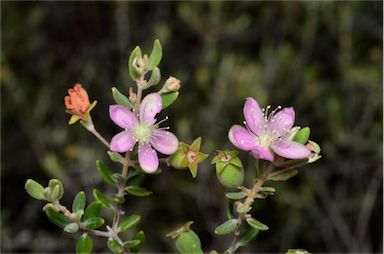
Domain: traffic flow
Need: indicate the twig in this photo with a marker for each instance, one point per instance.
(248, 203)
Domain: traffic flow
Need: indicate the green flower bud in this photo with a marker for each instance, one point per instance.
(230, 176)
(54, 191)
(188, 242)
(302, 135)
(188, 156)
(229, 169)
(171, 85)
(179, 160)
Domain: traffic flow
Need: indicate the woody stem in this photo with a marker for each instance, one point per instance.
(88, 124)
(251, 196)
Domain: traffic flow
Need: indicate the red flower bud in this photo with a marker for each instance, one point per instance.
(77, 103)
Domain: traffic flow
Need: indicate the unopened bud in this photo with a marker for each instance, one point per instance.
(132, 95)
(171, 85)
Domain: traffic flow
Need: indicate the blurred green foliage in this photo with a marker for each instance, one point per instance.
(324, 58)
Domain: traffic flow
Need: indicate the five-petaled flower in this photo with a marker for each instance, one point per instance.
(77, 103)
(267, 133)
(144, 130)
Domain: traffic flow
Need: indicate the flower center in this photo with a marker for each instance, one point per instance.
(266, 139)
(143, 133)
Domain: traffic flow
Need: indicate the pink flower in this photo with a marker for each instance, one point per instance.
(143, 129)
(266, 134)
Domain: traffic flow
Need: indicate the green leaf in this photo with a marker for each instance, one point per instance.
(188, 242)
(140, 236)
(156, 54)
(229, 209)
(34, 189)
(226, 228)
(169, 98)
(78, 202)
(117, 199)
(248, 236)
(284, 176)
(99, 196)
(268, 190)
(135, 180)
(193, 169)
(84, 244)
(138, 191)
(71, 228)
(132, 72)
(302, 135)
(237, 162)
(93, 222)
(154, 79)
(129, 222)
(297, 251)
(105, 173)
(93, 210)
(257, 224)
(57, 218)
(121, 98)
(242, 208)
(131, 243)
(114, 156)
(115, 246)
(196, 144)
(235, 195)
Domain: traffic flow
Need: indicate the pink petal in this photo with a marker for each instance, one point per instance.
(282, 121)
(291, 150)
(123, 142)
(261, 153)
(242, 138)
(148, 159)
(150, 106)
(253, 115)
(164, 141)
(122, 116)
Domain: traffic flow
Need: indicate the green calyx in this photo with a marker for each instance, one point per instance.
(229, 169)
(188, 156)
(54, 192)
(186, 240)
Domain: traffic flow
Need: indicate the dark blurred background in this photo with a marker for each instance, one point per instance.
(324, 58)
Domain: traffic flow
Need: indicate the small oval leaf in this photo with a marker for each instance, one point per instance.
(284, 176)
(235, 195)
(78, 202)
(57, 218)
(34, 189)
(131, 243)
(169, 98)
(129, 222)
(99, 196)
(257, 224)
(140, 236)
(156, 54)
(132, 72)
(138, 191)
(71, 228)
(92, 210)
(115, 246)
(84, 244)
(226, 228)
(248, 236)
(93, 222)
(105, 173)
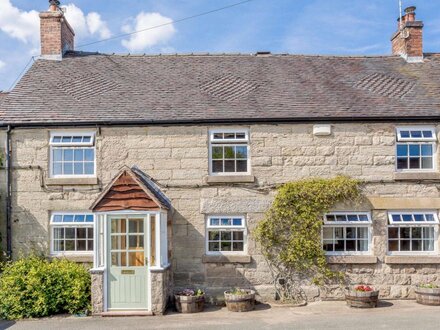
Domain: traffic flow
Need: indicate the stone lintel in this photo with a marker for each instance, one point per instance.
(71, 181)
(225, 259)
(416, 176)
(391, 203)
(351, 259)
(75, 258)
(404, 260)
(230, 179)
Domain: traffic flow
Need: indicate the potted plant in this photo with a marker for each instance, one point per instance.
(428, 294)
(362, 296)
(190, 301)
(240, 300)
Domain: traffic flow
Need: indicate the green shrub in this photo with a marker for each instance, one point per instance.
(36, 287)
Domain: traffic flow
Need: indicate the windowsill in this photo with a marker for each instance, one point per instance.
(75, 257)
(230, 179)
(71, 181)
(353, 259)
(415, 259)
(416, 176)
(226, 259)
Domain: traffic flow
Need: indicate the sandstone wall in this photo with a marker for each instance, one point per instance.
(177, 157)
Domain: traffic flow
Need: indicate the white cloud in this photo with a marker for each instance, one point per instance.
(86, 25)
(18, 24)
(143, 40)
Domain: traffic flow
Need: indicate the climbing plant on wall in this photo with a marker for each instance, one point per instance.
(290, 233)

#####

**Task to carry out:**
Write the lines above out again exactly, without any of their pictures.

**Answer to this problem:**
Domain: traffic flow
Need: indicate the twig in this photo with a marker for each instance, one point per instance.
(248, 203)
Domain: traffic flow
Need: indicate the green flower bud in this photo with a marker for each instance, one point per instance.
(230, 176)
(54, 191)
(188, 242)
(302, 135)
(188, 156)
(229, 169)
(171, 85)
(179, 160)
Domain: traffic flow
Need: indicate the woody stem in this photo with a marker for each instance, one point per instance.
(88, 124)
(251, 196)
Domain: traffic flow
Need: indicate the red flower bud in this photo with a marker for each instance, one point per instance.
(77, 103)
Domain: traffic flow
Need: indicate the unopened bud in this photo with a marker for each instance, one point per instance.
(132, 95)
(171, 85)
Domain: traffic flow
Need: indicate the blurred green foliage in this photo with a marker for each instance, one point per instance.
(324, 58)
Domain: traffic flow
Need: indicate the five-petaled flower in this photo with a marker for each instance, one point per instance.
(77, 103)
(267, 133)
(144, 130)
Domain: traffic flow
Need: indicate the flower center in this photo with a marker for each instance, one point per instance.
(266, 139)
(143, 133)
Domain: traffic flow
Need: indicate the pink flower in this photo with a marker for each instance, one point per instance.
(143, 129)
(266, 134)
Domain: traffic flow
Need: indicate the green leaf in this photo with a marker for each instance, one point per instance.
(188, 242)
(140, 236)
(156, 54)
(229, 209)
(34, 189)
(226, 228)
(169, 98)
(78, 202)
(117, 199)
(248, 236)
(284, 176)
(99, 196)
(268, 190)
(135, 180)
(193, 169)
(84, 244)
(138, 191)
(71, 228)
(132, 72)
(302, 135)
(237, 162)
(93, 222)
(154, 79)
(129, 222)
(297, 251)
(105, 173)
(93, 210)
(257, 224)
(57, 218)
(121, 98)
(242, 208)
(131, 243)
(114, 156)
(115, 246)
(196, 144)
(235, 195)
Domain: traffic flow
Need: indicate the pink petal in this photo with a marker for each instance, one point per instance.
(282, 121)
(291, 150)
(123, 142)
(261, 153)
(242, 138)
(148, 159)
(150, 106)
(253, 115)
(164, 141)
(122, 116)
Domain: traffic flow
Need: indicate the green calyx in this photo with a marker for each instance, one point per instance.
(229, 169)
(188, 156)
(54, 192)
(186, 240)
Domain: traffic flow
Need: indicate the dark blurred background in this photo with a marker for each instance, one point per instance.
(324, 58)
Domain: traffic flow
Need: indicate the small oval leaf in this photo with a marker for each instance, one point per instance.
(284, 176)
(235, 195)
(78, 202)
(57, 218)
(34, 189)
(131, 243)
(169, 98)
(129, 222)
(99, 196)
(257, 224)
(140, 236)
(156, 54)
(132, 72)
(138, 191)
(71, 228)
(92, 210)
(115, 246)
(84, 244)
(226, 228)
(248, 236)
(93, 222)
(105, 173)
Domain: traffic flow
Need: indicate the stone lintel in this photo with a marker for each instance, one point per instance.
(71, 181)
(225, 259)
(416, 176)
(391, 203)
(351, 259)
(75, 258)
(404, 260)
(230, 179)
Domain: traffic flow
Need: indicate the potted plant in this photo with a marker for each instance, one point per instance.
(428, 294)
(362, 296)
(190, 301)
(240, 300)
Domain: traffic flow
Need: indicate the green shrub in this photo with a marker for each instance, one point per instance.
(36, 287)
Domain: traffic flow
Need: indicate the windowsill in this photo with a marker for each instance, one point per instance.
(75, 257)
(230, 179)
(71, 181)
(353, 259)
(415, 259)
(416, 176)
(226, 259)
Domain: traffic flow
Need: indicate the sandstone wall in this photo with a marker for each instance, one point per instance.
(177, 157)
Domain: traffic flow
Need: indicate the white cloud in this photo with a marker for each instance, one point per instance.
(86, 25)
(18, 24)
(143, 40)
Domain: traffic flow
Need: indicate the climbing plant on wall in this photo with a marker for each instance, one point per instance.
(290, 233)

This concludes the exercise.